_EXERCISE AIM_
Search the records for the word "positive" and copy each line in which it appears.

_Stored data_
----------
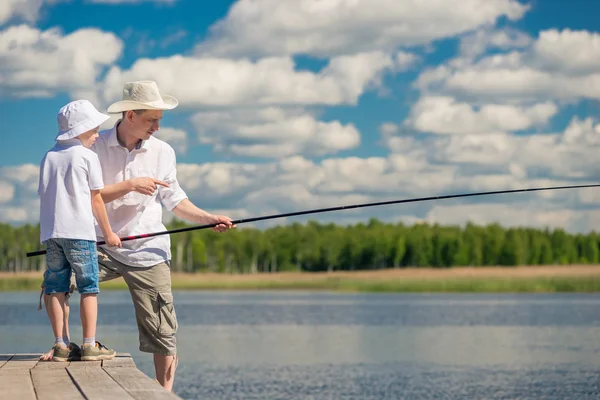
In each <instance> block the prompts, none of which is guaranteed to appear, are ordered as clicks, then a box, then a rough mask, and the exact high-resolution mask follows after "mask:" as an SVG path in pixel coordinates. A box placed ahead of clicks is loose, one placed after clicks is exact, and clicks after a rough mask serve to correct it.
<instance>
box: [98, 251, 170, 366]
mask: <svg viewBox="0 0 600 400" xmlns="http://www.w3.org/2000/svg"><path fill="white" fill-rule="evenodd" d="M98 270H99V279H100V282H105V281H109V280H112V279H116V278H119V277H123V279H124V280H125V283H127V286H128V287H129V292H130V293H131V298H132V300H133V305H134V308H135V317H136V320H137V325H138V331H139V340H140V351H143V352H147V353H155V354H163V355H168V356H171V355H175V354H176V352H177V342H176V338H175V333H176V332H177V326H178V324H177V314H176V313H175V306H174V304H173V294H172V293H171V269H170V268H169V265H168V264H167V263H161V264H158V265H154V266H152V267H147V268H146V267H130V266H128V265H125V264H122V263H120V262H119V261H117V260H115V259H114V258H112V257H111V256H109V255H108V254H107V253H106V252H104V250H102V249H101V248H100V247H99V248H98Z"/></svg>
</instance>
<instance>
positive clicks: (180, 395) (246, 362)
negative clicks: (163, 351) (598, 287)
mask: <svg viewBox="0 0 600 400" xmlns="http://www.w3.org/2000/svg"><path fill="white" fill-rule="evenodd" d="M37 295H38V294H37V293H34V292H30V293H0V337H1V338H2V339H1V340H0V352H3V353H5V352H31V351H33V352H41V351H45V350H47V349H48V348H49V347H50V345H51V342H52V333H51V330H50V326H49V324H48V322H47V317H46V315H45V313H44V312H37V311H36V307H37V303H36V301H37V297H36V296H37ZM78 301H79V296H78V295H75V296H74V297H73V300H72V315H73V317H72V318H71V323H72V336H73V337H74V338H75V340H78V341H80V340H81V339H80V337H81V329H80V327H79V326H78V324H79V316H78V315H79V309H78V305H77V302H78ZM175 302H176V309H177V314H178V316H179V321H180V330H179V334H178V341H179V348H180V353H181V361H180V367H179V370H178V375H177V381H176V385H175V390H176V392H177V393H178V394H179V395H180V396H182V397H184V398H202V399H402V398H407V399H430V398H431V399H434V398H435V399H438V398H447V399H467V398H468V399H481V398H486V399H489V398H492V399H514V398H527V399H536V398H539V399H585V398H590V399H591V398H600V379H599V376H600V339H599V338H600V296H598V295H588V294H586V295H579V294H568V295H565V294H552V295H471V294H468V295H454V294H448V295H446V294H444V295H425V294H424V295H404V294H397V295H396V294H356V295H354V294H328V293H274V292H269V293H266V292H241V293H240V292H214V293H213V292H176V293H175ZM98 338H99V340H101V341H103V342H105V343H106V344H107V345H108V346H111V347H114V348H116V349H117V350H118V351H124V352H130V353H132V355H133V356H134V359H135V361H136V364H137V365H138V367H139V368H140V369H141V370H143V371H144V372H145V373H147V374H148V375H150V376H153V366H152V363H151V357H150V356H149V355H147V354H144V353H140V352H139V351H138V350H137V346H138V344H137V330H136V327H135V318H134V314H133V306H132V304H131V299H130V298H129V294H128V293H127V292H107V291H105V292H103V293H102V294H101V297H100V315H99V329H98Z"/></svg>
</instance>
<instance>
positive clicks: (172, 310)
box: [158, 292, 177, 336]
mask: <svg viewBox="0 0 600 400" xmlns="http://www.w3.org/2000/svg"><path fill="white" fill-rule="evenodd" d="M175 332H177V315H176V314H175V306H174V304H173V295H172V294H171V293H165V292H158V334H159V335H161V336H162V335H173V334H175Z"/></svg>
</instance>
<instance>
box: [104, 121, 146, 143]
mask: <svg viewBox="0 0 600 400" xmlns="http://www.w3.org/2000/svg"><path fill="white" fill-rule="evenodd" d="M120 123H121V120H118V121H117V122H115V125H114V126H113V127H112V129H111V130H110V134H109V135H108V146H109V147H123V146H121V144H120V143H119V141H118V140H117V127H118V126H119V124H120ZM147 142H148V141H147V140H140V141H139V142H138V144H137V145H136V146H135V149H134V151H135V150H144V151H146V150H148V143H147ZM123 148H125V147H123Z"/></svg>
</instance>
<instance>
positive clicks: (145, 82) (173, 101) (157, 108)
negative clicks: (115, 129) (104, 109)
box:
----------
_TASK RESPONSE_
positive clicks: (180, 395) (246, 362)
positive clicks: (172, 310)
positive clicks: (145, 82) (173, 101) (157, 108)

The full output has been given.